Please repeat all of the records below word for word, with no changes.
****************************************
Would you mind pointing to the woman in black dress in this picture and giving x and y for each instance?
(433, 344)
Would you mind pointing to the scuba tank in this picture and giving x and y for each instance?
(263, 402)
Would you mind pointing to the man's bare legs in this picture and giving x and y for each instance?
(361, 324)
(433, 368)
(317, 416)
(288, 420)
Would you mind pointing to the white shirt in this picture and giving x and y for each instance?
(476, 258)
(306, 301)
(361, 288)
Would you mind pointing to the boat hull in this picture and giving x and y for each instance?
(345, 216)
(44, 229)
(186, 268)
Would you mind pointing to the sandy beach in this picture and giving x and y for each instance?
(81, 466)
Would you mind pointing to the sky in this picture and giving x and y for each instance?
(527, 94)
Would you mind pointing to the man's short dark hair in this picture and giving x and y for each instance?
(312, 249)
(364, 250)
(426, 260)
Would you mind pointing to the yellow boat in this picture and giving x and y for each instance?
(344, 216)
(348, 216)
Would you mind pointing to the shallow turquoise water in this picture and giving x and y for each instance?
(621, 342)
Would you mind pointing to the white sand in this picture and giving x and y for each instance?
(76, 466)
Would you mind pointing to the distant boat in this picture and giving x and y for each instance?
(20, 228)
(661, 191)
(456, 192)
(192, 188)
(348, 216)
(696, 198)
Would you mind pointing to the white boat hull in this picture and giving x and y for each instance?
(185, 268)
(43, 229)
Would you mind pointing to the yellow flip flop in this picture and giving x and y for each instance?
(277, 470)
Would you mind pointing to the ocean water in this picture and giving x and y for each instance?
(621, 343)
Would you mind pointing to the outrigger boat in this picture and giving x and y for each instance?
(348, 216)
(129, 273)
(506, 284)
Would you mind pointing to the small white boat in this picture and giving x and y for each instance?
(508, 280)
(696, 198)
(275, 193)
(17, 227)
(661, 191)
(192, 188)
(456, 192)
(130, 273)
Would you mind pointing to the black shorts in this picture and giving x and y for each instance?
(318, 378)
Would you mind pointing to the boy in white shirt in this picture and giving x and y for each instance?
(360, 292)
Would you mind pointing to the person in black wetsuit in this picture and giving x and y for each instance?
****************************************
* [CORRECT ANSWER]
Would you mind pointing to the woman in black dress in this picture and giving x and y for each instance?
(433, 344)
Would you mind pointing to the scuba tank in this picture and giving x and y for each instance?
(263, 402)
Would you mind pointing to the man's bare legs in this picture and giving x and y for each instance?
(361, 324)
(433, 368)
(317, 416)
(288, 420)
Would you mind pointing to the white shirt in this picture and giving x and y for each instance?
(476, 258)
(306, 301)
(361, 288)
Would you mind pointing to the boat hull in this picture and giving x and y for each instance?
(345, 216)
(44, 229)
(186, 268)
Would you mind pointing to the sandy beach in this picture and giving x and y for each instance?
(81, 466)
Would you mind pointing to the sky in this picture and giving x and y for each instance?
(527, 94)
Would you mind pointing to the man's short dark hair in this picture and giving x and y for each instance?
(312, 249)
(364, 250)
(426, 260)
Would you mind pointing to the yellow boat in this picture and giving x and y for each instance?
(344, 216)
(348, 216)
Would you mind pointing to the shallow turquoise water in this picture and giving x and y for each instance?
(621, 342)
Would you mind pointing to the white sand in this picture and giving x and y for each instance?
(76, 466)
Would you mind pointing to the distant boat in this picture and giving x and y for each instance?
(20, 228)
(661, 191)
(456, 192)
(192, 188)
(348, 216)
(696, 198)
Would you mind pointing to the white boat hull in this picture and giving x and y for each instance?
(185, 268)
(43, 229)
Would you mind pointing to the yellow flip flop in this picture and giving x and y for each instance?
(277, 470)
Would you mind pointing to the ocean water in this picture and giving x and y for each instance?
(621, 343)
Would you mind pointing to the outrigger boat in this picture and giving x and y for each instance?
(348, 216)
(129, 273)
(506, 284)
Would you mind pointing to the small white boat in this picture and giving x and y for each instance?
(508, 280)
(696, 198)
(275, 193)
(17, 227)
(661, 191)
(192, 188)
(456, 192)
(130, 273)
Would you mind pointing to the black shorts in this picture and giving x and y for each instance?
(318, 378)
Would you mind pointing to the boy in white shirt in this picture and giving x and y for each instance?
(360, 292)
Would you mind pointing to the person in black wetsuit in this picture and giving x and y for each instance?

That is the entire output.